記述課題:
資料の冒頭から「column 264, row 110」を含む行までを、両端の行も含めて一字一句そのまま出力してもらえますか。画像は出力に含めないでください。

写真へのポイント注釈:

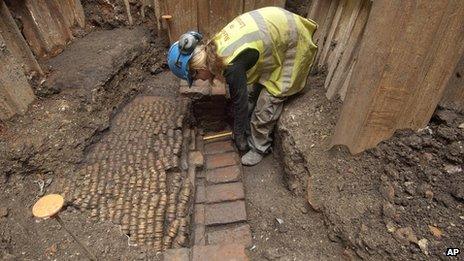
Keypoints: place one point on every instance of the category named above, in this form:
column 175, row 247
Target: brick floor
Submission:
column 199, row 235
column 225, row 212
column 223, row 175
column 218, row 147
column 229, row 252
column 199, row 215
column 179, row 254
column 221, row 160
column 240, row 234
column 224, row 192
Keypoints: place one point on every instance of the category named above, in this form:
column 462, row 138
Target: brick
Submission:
column 221, row 160
column 224, row 192
column 223, row 175
column 225, row 212
column 200, row 194
column 240, row 234
column 199, row 235
column 199, row 214
column 219, row 147
column 235, row 252
column 218, row 88
column 179, row 254
column 196, row 159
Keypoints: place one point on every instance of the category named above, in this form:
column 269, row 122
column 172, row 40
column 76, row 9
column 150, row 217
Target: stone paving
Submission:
column 149, row 172
column 133, row 177
column 220, row 229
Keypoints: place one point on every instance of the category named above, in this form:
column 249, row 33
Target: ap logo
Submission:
column 452, row 252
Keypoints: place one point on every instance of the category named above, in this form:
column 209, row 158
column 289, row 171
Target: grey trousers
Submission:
column 264, row 110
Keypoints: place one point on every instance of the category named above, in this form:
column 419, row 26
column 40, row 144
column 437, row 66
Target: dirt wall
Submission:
column 401, row 200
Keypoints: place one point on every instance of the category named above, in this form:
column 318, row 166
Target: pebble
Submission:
column 272, row 254
column 423, row 245
column 4, row 212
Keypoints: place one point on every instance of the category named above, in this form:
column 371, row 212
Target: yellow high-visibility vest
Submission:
column 285, row 46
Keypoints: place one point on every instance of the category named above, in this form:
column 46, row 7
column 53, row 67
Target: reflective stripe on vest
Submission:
column 284, row 42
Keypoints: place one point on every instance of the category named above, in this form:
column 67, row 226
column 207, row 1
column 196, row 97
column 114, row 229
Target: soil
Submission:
column 401, row 200
column 302, row 235
column 47, row 145
column 110, row 14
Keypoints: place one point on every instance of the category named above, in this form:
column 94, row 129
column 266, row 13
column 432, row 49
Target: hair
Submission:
column 205, row 57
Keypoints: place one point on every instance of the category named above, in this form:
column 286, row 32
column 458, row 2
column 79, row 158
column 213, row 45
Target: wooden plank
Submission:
column 320, row 35
column 78, row 11
column 375, row 49
column 328, row 46
column 442, row 58
column 349, row 16
column 15, row 92
column 184, row 17
column 43, row 26
column 203, row 18
column 453, row 98
column 396, row 86
column 15, row 42
column 349, row 52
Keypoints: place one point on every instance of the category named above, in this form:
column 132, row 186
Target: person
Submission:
column 264, row 56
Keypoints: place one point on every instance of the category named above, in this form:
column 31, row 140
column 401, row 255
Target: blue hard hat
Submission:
column 178, row 63
column 180, row 54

課題の解答:
Keypoints: place one point on every instance of the category named above, in this form:
column 175, row 247
Target: brick floor
Submission:
column 199, row 235
column 225, row 212
column 223, row 175
column 218, row 147
column 229, row 252
column 199, row 215
column 179, row 254
column 221, row 160
column 240, row 234
column 224, row 192
Keypoints: place one point on every instance of the category named above, in this form:
column 462, row 138
Target: brick
Submission:
column 221, row 160
column 224, row 192
column 223, row 175
column 225, row 212
column 200, row 194
column 240, row 234
column 199, row 235
column 199, row 214
column 219, row 147
column 235, row 252
column 218, row 88
column 179, row 254
column 196, row 159
Keypoints: place one point on every instance of the category named above, in this form:
column 269, row 122
column 172, row 40
column 76, row 9
column 150, row 217
Target: stone paving
Submission:
column 149, row 172
column 133, row 177
column 220, row 229
Keypoints: place one point on every instance of the category named above, in this form:
column 249, row 33
Target: ap logo
Submission:
column 452, row 252
Keypoints: place one point on every instance of the category named above, in this form:
column 209, row 158
column 289, row 171
Target: grey trousers
Submission:
column 264, row 110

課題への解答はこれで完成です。